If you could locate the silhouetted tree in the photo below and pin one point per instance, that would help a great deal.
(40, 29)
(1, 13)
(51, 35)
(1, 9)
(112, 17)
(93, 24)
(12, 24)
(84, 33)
§ §
## PROBLEM DESCRIPTION
Each line above is to be reproduced exactly. Leave none out.

## TASK OUTPUT
If you could locate the silhouetted tree in the photo below and pin one point per instance, that would help a great deal.
(40, 29)
(1, 13)
(51, 35)
(1, 9)
(112, 17)
(93, 24)
(12, 24)
(84, 33)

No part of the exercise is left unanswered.